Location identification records
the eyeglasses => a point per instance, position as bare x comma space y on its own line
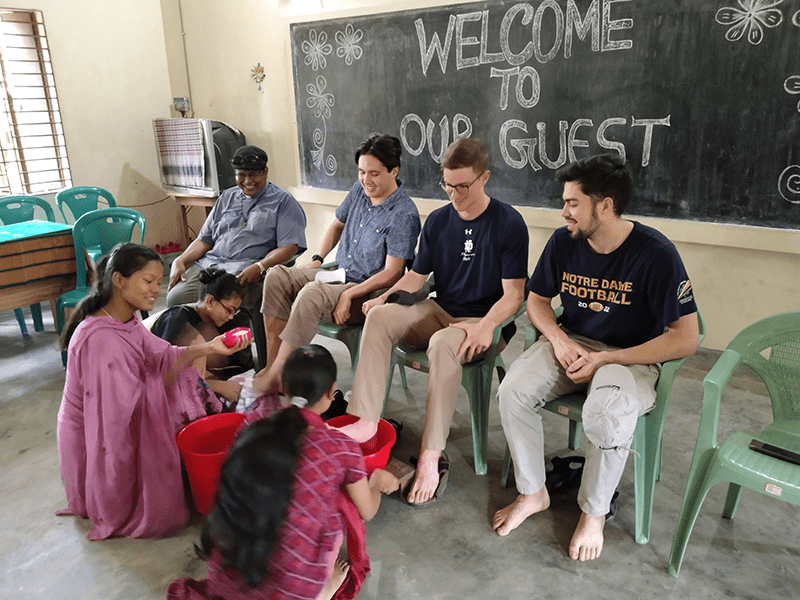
461, 188
248, 161
230, 310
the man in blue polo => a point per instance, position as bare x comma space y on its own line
251, 228
376, 228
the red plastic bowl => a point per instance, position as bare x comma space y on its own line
204, 444
377, 450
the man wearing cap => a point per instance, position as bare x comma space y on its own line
628, 306
251, 228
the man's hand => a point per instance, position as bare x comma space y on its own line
567, 351
250, 275
479, 338
583, 369
370, 304
342, 311
177, 272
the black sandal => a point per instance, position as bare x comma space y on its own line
566, 473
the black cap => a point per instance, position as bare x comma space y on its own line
251, 158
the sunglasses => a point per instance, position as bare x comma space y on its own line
248, 161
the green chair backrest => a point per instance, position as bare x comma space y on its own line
18, 209
111, 226
771, 348
82, 199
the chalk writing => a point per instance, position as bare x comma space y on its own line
548, 17
529, 148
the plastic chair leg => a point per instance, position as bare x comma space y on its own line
403, 375
507, 478
21, 320
732, 500
696, 489
36, 313
479, 409
574, 434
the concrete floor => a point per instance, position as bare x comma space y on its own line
445, 551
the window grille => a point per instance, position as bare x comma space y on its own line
33, 152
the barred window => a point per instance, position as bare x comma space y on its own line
33, 153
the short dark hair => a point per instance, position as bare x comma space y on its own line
466, 152
309, 372
601, 176
386, 148
220, 284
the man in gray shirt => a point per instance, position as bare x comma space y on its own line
251, 228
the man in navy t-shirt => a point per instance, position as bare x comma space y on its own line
477, 249
628, 306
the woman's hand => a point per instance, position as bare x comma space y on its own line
217, 345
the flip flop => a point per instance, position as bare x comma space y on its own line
403, 471
566, 473
444, 474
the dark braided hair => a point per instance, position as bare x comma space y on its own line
125, 259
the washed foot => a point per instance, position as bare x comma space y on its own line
587, 541
361, 431
427, 478
509, 518
340, 569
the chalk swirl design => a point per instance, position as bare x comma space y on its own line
316, 49
321, 101
789, 184
750, 20
348, 44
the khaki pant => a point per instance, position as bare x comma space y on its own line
536, 378
423, 325
294, 296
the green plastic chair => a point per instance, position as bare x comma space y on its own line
80, 200
110, 226
476, 379
18, 209
771, 348
647, 437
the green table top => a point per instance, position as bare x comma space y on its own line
28, 229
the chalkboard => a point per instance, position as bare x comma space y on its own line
702, 98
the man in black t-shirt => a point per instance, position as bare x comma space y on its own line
628, 306
477, 249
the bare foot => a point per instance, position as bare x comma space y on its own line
340, 569
509, 518
587, 541
427, 478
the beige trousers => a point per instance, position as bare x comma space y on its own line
294, 296
423, 325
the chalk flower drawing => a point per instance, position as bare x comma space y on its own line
348, 44
751, 20
320, 100
316, 49
258, 74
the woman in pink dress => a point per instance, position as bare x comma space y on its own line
127, 393
289, 491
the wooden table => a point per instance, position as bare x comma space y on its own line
185, 201
37, 263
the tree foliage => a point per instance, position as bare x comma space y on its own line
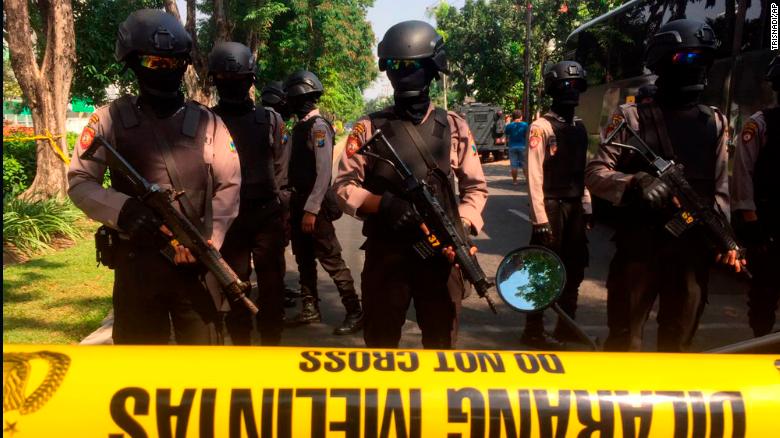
486, 44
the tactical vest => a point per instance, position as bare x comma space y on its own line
694, 143
766, 183
564, 160
302, 173
380, 177
134, 135
250, 131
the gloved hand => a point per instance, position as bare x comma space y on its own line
138, 221
542, 234
399, 212
654, 192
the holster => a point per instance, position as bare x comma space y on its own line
106, 246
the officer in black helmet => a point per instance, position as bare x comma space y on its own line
172, 143
313, 205
412, 54
560, 203
257, 233
756, 198
649, 262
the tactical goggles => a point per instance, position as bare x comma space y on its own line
155, 62
402, 64
691, 57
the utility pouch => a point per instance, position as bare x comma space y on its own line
106, 246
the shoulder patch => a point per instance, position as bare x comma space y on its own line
319, 137
749, 131
535, 137
87, 137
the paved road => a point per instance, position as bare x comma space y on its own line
507, 227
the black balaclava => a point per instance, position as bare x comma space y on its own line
159, 89
565, 99
411, 87
234, 92
680, 85
302, 105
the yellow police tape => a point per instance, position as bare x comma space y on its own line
79, 391
52, 143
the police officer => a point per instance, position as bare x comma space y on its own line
257, 234
560, 203
313, 207
757, 206
172, 143
412, 54
649, 262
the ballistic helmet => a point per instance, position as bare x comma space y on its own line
303, 82
152, 32
412, 40
565, 71
679, 35
230, 57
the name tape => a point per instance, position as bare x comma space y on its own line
300, 392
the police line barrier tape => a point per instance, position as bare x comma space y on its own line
81, 391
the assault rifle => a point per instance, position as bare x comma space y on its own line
184, 232
443, 231
693, 209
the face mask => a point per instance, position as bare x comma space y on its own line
160, 83
233, 91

*WRITTEN EXERCISE*:
Format every line of the records above as a numbered list, skipping any blank lines and leaving out the pictures.

*ANSWER IN FULL*:
1. the eyeglasses => a point per instance, position as bare x comma space y on its own line
2. 461, 188
3. 248, 161
4. 230, 310
5. the man in blue polo => a point per instance, position as bare x comma space y on its own line
6. 251, 228
7. 376, 228
8. the red plastic bowl => a point per instance, position as bare x comma space y on its own line
9. 204, 444
10. 377, 450
11. the man wearing cap => a point per instance, position as bare x comma space y on its own line
12. 628, 306
13. 251, 228
14. the man's hand => a point per instance, position as bare x comma space y on its own line
15. 567, 351
16. 250, 275
17. 479, 338
18. 583, 369
19. 370, 304
20. 342, 311
21. 177, 272
22. the black sandal => a point per instance, position as bare x comma space y on its own line
23. 566, 473
24. the black cap => a point per instance, position as bare x comma space y on its own line
25. 251, 158
26. the sunglasses => a point per instance, position as bare x comma space y on its own line
27. 248, 161
28. the green chair backrest => a point per instance, position as bare x comma space y on its own line
29. 18, 209
30. 111, 226
31. 771, 348
32. 82, 199
33. the chalk writing => a point per instance, position as bare x comma space y on its own line
34. 548, 17
35. 529, 148
36. the plastic chair leg => a point per instance, position as bare x comma space y on its own line
37. 403, 375
38. 507, 478
39. 21, 320
40. 732, 500
41. 696, 489
42. 36, 313
43. 479, 409
44. 574, 434
45. the concrete floor => a point per instance, position as bare x comma space y on its own line
46. 445, 551
47. the window grille => a point per instance, position as bare x comma space y on its own line
48. 33, 152
49. the barred window => a point per instance, position as bare x comma space y on its own line
50. 33, 153
51. the short dark hair => a point per instance, position as bare x comma space y on its own line
52. 466, 152
53. 309, 372
54. 601, 176
55. 386, 148
56. 220, 284
57. the man in gray shirt => a point per instance, position as bare x comma space y on its own line
58. 251, 228
59. the man in navy t-shirt => a point per instance, position as bare x comma space y on its own line
60. 477, 249
61. 628, 306
62. the woman's hand => a point per instance, position as bare x comma space y on its own line
63. 217, 345
64. the flip flop => a point per instance, position as bare x comma space y on its own line
65. 403, 471
66. 566, 473
67. 444, 474
68. the dark braided hair => a point per instance, position as bare x comma space y on its own line
69. 125, 259
70. the washed foot => a point per instance, position as bare x comma space y on its own line
71. 587, 541
72. 361, 431
73. 427, 478
74. 509, 518
75. 340, 569
76. the chalk swirl design => a point per instance, position as bare x comma space y on its own line
77. 316, 49
78. 321, 101
79. 789, 184
80. 750, 20
81. 348, 44
82. the khaki pant => a point per instance, position as bare x comma space y on its own line
83. 536, 378
84. 423, 325
85. 294, 296
86. the green plastic chair => a point per instance, position as bare x comma space y on its own line
87. 80, 200
88. 110, 226
89. 476, 379
90. 18, 209
91. 771, 348
92. 647, 437
93. the green table top => a point per instance, position as bare x comma space y on its own line
94. 28, 229
95. the chalkboard => a point per instance, position as bare x comma space y on its own line
96. 702, 98
97. the man in black t-shirt => a point per instance, position as bare x comma space y on its own line
98. 628, 306
99. 477, 249
100. the bare foot => a point per instance, position as bare x comma space y on its own line
101. 340, 569
102. 509, 518
103. 587, 541
104. 427, 478
105. the beige trousers => a point per instance, position as bare x comma space y on its own line
106. 294, 296
107. 423, 325
108. the chalk flower drawing => a point per instance, position as bare x comma space y on its own line
109. 348, 44
110. 751, 20
111. 320, 100
112. 316, 49
113. 258, 74
114. the woman in pink dress => a point per instance, position as bare x comma space y on its own line
115. 127, 393
116. 289, 491
117. the wooden table => a point per instance, position as bare x comma space y on its own line
118. 185, 201
119. 37, 263
120. the tree foliage => a point per instance, position as bare x comma space y on its own line
121. 486, 44
122. the tactical vest => a point per instance, position as bare x comma space y on its own line
123. 694, 143
124. 766, 183
125. 564, 160
126. 302, 173
127. 380, 177
128. 134, 135
129. 250, 131
130. the gloved hand => a point per instance, position as bare x comma space y on its own line
131. 138, 221
132. 542, 234
133. 399, 212
134. 654, 192
135. the holster => a point per instance, position as bare x comma space y on its own line
136. 106, 246
137. the officer in black helmet => a point per instance, position as bare x comma space y on its own line
138. 172, 143
139. 313, 205
140. 412, 54
141. 560, 203
142. 257, 233
143. 756, 198
144. 649, 262
145. the tactical goggles => a point per instance, position as bare x comma space y on its own line
146. 155, 62
147. 402, 64
148. 691, 57
149. the utility pouch => a point per instance, position as bare x comma space y on its own line
150. 106, 246
151. the shoulder patch => a point per instance, position as bare x comma space y on its own line
152. 319, 137
153. 749, 131
154. 535, 137
155. 87, 137
156. the paved road => a point per instance, position as bare x comma space y on its own line
157. 507, 227
158. the black balaclava => a point per instance, position as bare x comma space y on its own line
159. 159, 89
160. 565, 99
161. 411, 87
162. 234, 92
163. 680, 85
164. 302, 105
165. the yellow police tape => a point per instance, position as bare x comma space y on its own line
166. 79, 391
167. 52, 143
168. the police officer => a point per instance, position as bare x comma space y on its own line
169. 257, 234
170. 560, 203
171. 313, 207
172. 757, 206
173. 172, 143
174. 412, 54
175. 649, 262
176. the ballistic helmet => a point per instance, position as bare x comma space y on its own line
177. 303, 82
178. 152, 32
179. 412, 40
180. 565, 71
181. 679, 35
182. 230, 57
183. the name tape => a point per instance, position as bare x comma space y on its own line
184. 300, 392
185. the police line barrier tape => a point per instance, position as bare x comma space y on its own line
186. 81, 391
187. the assault rifle => a point per instance, position as bare x comma space y on its own line
188. 184, 232
189. 443, 231
190. 693, 209
191. the face mask => a point per instance, position as bare x comma space y on its own line
192. 160, 83
193. 233, 91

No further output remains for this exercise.